Object detection data:
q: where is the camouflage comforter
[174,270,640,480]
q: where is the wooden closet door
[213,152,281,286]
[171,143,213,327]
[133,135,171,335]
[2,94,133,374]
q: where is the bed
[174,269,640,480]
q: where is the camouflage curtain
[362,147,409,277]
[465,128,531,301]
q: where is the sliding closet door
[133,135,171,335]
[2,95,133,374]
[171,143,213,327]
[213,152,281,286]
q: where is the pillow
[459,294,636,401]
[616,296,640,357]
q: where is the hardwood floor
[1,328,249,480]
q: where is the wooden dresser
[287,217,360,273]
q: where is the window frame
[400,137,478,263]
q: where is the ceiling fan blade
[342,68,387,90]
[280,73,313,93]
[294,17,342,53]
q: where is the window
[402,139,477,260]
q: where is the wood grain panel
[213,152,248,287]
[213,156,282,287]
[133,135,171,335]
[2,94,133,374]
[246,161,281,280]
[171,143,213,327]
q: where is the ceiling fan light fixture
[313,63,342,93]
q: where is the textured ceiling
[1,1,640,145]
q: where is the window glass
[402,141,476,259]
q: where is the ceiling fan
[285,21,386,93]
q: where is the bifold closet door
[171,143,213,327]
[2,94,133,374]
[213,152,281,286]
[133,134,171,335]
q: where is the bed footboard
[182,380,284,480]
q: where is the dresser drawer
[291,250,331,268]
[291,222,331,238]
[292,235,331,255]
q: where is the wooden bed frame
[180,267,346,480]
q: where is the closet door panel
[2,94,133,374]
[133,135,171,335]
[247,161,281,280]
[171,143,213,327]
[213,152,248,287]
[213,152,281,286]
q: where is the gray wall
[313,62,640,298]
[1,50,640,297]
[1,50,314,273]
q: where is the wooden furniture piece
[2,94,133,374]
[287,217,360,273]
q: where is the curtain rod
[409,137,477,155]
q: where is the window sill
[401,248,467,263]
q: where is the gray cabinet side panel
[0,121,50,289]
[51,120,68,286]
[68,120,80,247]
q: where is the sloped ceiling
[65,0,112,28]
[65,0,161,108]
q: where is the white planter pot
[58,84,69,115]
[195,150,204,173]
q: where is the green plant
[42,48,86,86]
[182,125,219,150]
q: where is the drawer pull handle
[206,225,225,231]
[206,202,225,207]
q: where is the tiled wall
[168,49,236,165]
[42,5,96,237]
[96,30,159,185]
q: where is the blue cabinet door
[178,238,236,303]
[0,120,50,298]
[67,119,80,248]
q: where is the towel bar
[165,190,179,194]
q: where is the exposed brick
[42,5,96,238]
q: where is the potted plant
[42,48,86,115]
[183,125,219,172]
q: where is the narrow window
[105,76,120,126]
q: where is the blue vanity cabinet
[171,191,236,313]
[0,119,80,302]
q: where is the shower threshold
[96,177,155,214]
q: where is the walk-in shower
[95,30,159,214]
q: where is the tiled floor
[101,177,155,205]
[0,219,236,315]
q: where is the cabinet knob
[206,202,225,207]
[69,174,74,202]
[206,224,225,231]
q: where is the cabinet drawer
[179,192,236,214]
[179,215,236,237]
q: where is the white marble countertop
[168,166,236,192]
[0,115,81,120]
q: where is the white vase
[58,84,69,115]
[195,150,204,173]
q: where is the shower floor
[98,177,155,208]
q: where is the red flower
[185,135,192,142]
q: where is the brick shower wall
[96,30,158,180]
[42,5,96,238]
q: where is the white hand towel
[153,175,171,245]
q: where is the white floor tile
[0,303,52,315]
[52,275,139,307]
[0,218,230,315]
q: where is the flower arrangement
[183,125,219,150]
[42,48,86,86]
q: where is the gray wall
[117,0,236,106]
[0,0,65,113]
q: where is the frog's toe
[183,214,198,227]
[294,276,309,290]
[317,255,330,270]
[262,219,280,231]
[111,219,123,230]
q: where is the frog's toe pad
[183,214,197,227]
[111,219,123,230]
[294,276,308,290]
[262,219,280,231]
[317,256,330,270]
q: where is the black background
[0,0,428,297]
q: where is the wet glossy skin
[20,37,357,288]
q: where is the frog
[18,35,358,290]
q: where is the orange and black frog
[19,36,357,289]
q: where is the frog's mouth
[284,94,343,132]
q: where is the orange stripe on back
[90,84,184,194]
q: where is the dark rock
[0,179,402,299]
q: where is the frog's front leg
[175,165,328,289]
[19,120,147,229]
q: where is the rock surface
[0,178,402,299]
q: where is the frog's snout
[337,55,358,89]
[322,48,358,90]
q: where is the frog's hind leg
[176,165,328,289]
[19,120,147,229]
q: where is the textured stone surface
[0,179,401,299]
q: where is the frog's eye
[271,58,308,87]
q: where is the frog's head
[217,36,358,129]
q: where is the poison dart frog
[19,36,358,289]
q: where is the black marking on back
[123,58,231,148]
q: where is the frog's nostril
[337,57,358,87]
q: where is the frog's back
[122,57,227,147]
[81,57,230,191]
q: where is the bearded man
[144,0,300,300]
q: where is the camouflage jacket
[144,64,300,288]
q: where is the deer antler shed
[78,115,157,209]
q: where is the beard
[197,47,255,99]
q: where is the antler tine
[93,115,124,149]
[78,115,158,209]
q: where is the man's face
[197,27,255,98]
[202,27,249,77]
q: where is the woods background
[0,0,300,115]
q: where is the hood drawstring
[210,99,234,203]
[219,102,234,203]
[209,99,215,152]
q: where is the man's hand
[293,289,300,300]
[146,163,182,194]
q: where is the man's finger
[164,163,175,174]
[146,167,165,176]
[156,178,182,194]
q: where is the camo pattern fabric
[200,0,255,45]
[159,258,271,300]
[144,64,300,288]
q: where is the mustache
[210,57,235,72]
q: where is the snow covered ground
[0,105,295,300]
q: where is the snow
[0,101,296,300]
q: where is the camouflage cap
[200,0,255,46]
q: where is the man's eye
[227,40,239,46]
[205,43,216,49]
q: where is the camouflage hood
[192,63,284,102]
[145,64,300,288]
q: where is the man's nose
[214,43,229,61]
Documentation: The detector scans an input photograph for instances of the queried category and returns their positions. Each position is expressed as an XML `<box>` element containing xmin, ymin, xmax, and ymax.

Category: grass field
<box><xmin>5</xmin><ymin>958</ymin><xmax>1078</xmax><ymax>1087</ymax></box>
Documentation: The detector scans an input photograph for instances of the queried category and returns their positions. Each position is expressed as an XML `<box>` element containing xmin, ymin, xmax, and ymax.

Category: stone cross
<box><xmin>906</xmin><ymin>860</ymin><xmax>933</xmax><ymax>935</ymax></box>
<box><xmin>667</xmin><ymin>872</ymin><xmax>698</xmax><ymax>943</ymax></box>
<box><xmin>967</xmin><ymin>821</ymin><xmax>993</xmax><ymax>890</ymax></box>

YOUR OBJECTIVE
Convert the data from the line with "q: where is the brick shower wall" to the line with "[0,179,402,299]", both included, into a Markdown table with two columns, "Row" and "Line". Number each line in "Row" and skip any blank lines.

THE SOLUTION
| Row | Line |
|---|---|
| 1 | q: where is the brick shower wall |
| 2 | [96,30,158,180] |
| 3 | [42,5,96,238] |
| 4 | q: where is the white hand towel |
| 5 | [153,175,171,245] |
| 6 | q: where is the white floor tile |
| 7 | [0,303,52,315] |
| 8 | [52,275,139,307] |
| 9 | [0,218,230,315] |
| 10 | q: where is the flower arrangement |
| 11 | [183,125,219,150] |
| 12 | [42,48,86,86] |
| 13 | q: where is the gray wall |
| 14 | [117,0,236,106] |
| 15 | [0,0,65,113] |
| 16 | q: where is the frog's toe |
| 17 | [183,214,198,227] |
| 18 | [294,276,309,290] |
| 19 | [317,255,330,270] |
| 20 | [262,219,280,231] |
| 21 | [111,219,123,230] |
| 22 | q: where is the frog's toe pad |
| 23 | [183,214,197,227] |
| 24 | [111,219,123,230] |
| 25 | [294,276,308,290] |
| 26 | [262,219,280,231] |
| 27 | [317,256,330,270] |
| 28 | q: where is the black background |
| 29 | [0,0,428,297] |
| 30 | q: where is the wet glossy skin |
| 31 | [20,37,357,288] |
| 32 | q: where is the frog |
| 33 | [18,35,358,290] |
| 34 | q: where is the orange and black frog |
| 35 | [19,36,357,289] |
| 36 | q: where is the frog's mouth |
| 37 | [284,94,343,132] |
| 38 | q: where is the orange stripe on back |
| 39 | [90,84,184,194] |
| 40 | q: where is the dark rock |
| 41 | [0,179,402,299] |